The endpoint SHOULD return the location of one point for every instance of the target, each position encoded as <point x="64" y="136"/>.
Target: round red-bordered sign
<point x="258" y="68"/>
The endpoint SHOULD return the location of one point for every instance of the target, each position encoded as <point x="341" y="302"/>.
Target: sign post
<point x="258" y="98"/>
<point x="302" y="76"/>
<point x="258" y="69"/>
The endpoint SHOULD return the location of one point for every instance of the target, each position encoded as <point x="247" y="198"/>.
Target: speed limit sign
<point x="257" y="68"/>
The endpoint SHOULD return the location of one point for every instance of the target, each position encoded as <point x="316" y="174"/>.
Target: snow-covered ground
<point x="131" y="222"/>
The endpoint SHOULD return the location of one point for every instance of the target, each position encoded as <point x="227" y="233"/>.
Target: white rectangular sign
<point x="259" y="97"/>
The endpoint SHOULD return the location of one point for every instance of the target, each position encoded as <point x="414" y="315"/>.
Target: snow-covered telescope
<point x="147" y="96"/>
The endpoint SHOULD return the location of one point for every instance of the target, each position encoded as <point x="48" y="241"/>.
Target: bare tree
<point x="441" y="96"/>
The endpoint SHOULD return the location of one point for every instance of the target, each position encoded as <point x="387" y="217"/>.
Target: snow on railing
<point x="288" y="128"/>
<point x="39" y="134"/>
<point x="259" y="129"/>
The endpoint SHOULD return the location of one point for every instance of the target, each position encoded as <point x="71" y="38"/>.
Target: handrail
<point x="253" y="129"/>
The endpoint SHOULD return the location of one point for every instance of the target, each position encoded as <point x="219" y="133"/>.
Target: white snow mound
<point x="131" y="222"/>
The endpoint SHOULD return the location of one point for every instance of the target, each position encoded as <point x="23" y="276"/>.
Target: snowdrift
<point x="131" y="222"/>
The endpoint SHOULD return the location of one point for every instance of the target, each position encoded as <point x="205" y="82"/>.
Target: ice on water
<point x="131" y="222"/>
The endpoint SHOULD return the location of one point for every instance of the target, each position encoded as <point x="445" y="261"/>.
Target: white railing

#####

> Requirement
State how many lines of the rows above contain the word "sign". Reply with the number alone.

> Task answer
4